- Brief: Filter the entries for the string "cucumber". Copy each line that has it.

- Provided information:
· · · · ·

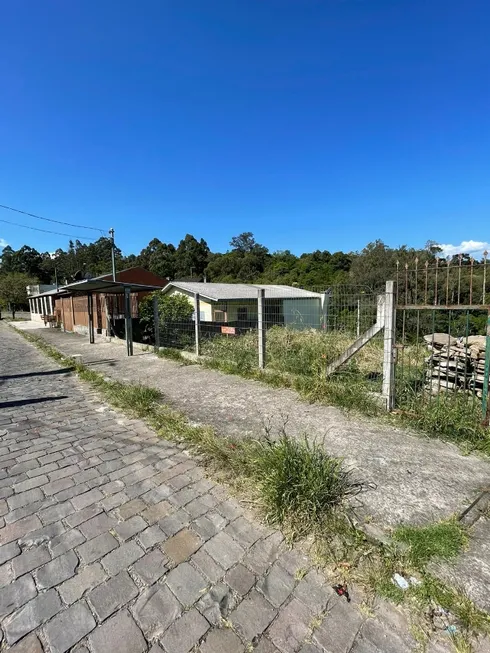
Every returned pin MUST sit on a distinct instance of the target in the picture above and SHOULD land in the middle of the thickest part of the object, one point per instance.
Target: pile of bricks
(455, 364)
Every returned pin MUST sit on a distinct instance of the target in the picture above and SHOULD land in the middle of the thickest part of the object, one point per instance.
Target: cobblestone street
(113, 539)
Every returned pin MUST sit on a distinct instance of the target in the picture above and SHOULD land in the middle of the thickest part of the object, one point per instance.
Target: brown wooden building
(71, 310)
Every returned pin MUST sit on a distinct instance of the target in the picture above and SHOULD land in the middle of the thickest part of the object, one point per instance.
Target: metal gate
(443, 334)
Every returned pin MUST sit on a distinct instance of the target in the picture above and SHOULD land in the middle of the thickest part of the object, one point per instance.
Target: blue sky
(316, 124)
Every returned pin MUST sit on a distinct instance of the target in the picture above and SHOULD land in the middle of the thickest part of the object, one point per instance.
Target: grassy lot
(298, 359)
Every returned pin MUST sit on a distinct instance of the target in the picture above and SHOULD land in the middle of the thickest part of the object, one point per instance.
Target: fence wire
(442, 335)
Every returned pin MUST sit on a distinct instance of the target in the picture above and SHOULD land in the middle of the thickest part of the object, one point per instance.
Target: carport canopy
(90, 286)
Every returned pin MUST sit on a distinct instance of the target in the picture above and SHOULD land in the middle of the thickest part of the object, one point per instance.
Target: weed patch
(443, 540)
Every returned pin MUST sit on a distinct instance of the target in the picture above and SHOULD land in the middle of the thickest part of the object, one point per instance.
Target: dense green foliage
(13, 293)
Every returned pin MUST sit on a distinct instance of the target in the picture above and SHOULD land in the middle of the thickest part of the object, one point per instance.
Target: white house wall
(205, 309)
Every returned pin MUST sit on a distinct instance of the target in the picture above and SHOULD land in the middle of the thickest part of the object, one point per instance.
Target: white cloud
(473, 247)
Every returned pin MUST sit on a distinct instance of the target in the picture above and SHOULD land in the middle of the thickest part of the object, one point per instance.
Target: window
(242, 314)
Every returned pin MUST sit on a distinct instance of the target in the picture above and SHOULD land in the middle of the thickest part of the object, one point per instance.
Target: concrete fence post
(388, 390)
(261, 326)
(197, 322)
(156, 325)
(128, 320)
(90, 309)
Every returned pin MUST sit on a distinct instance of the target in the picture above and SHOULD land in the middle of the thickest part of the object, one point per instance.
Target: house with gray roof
(236, 304)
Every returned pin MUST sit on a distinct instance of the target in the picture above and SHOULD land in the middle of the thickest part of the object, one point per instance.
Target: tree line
(246, 261)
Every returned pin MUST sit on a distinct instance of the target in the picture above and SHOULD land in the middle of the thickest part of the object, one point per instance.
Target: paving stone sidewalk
(112, 539)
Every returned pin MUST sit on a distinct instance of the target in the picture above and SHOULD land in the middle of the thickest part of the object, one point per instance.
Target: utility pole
(113, 253)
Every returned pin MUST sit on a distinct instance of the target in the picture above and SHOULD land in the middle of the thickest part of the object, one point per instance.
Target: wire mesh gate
(443, 335)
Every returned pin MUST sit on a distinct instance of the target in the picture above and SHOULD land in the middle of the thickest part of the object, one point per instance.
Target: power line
(47, 231)
(40, 217)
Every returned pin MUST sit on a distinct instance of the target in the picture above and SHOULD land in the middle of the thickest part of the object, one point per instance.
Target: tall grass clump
(443, 540)
(300, 485)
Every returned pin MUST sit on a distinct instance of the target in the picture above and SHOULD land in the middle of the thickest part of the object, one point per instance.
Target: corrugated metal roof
(101, 285)
(229, 291)
(48, 293)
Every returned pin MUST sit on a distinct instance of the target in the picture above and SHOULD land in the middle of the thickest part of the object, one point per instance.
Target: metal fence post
(197, 322)
(486, 375)
(388, 390)
(261, 326)
(156, 324)
(90, 310)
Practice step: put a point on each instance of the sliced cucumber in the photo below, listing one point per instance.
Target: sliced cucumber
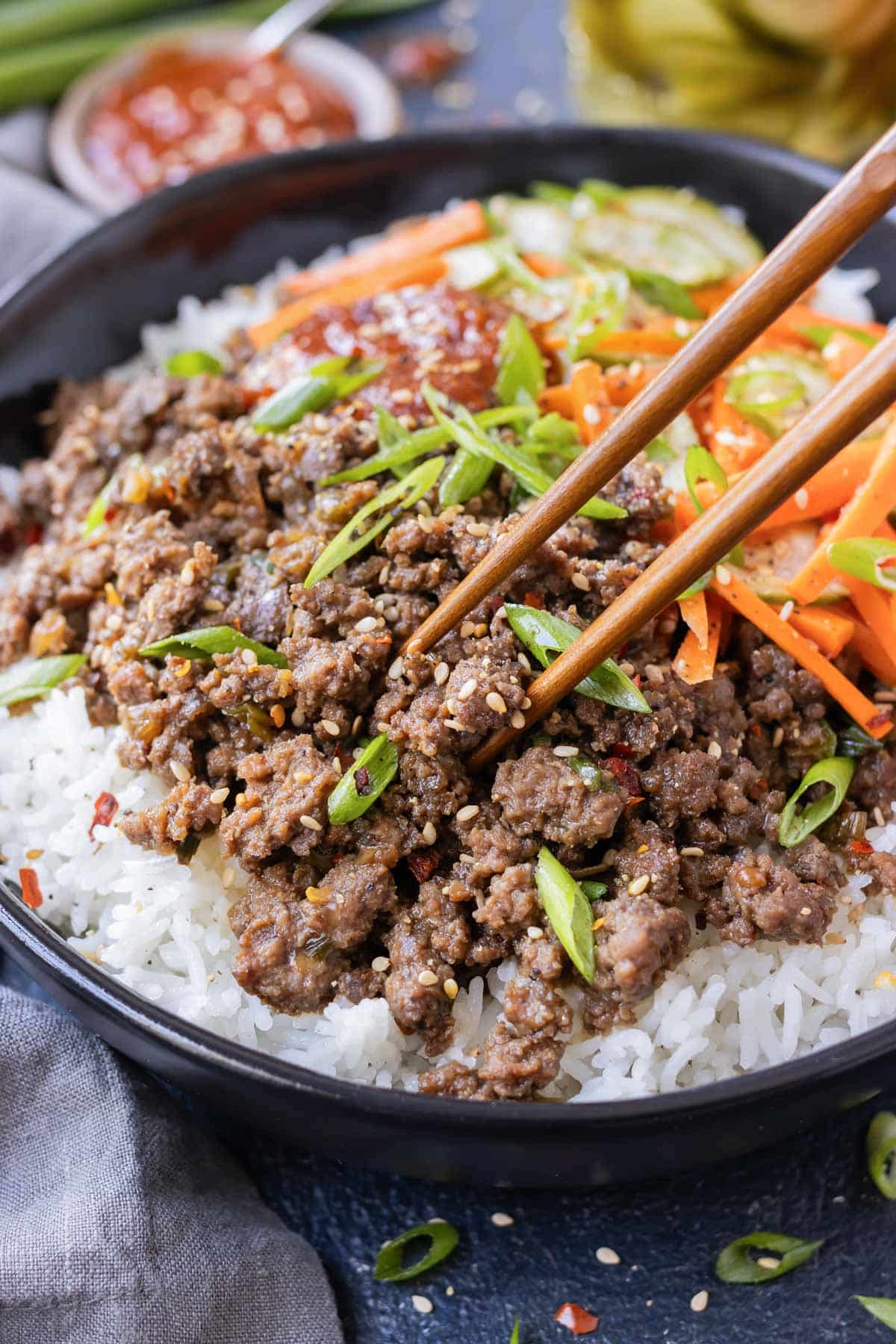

· · · · ·

- Exercise response:
Practice step: put a point on each instance of the sliced cucumber in the photo below, listing one point per instance.
Target: sliced cucumber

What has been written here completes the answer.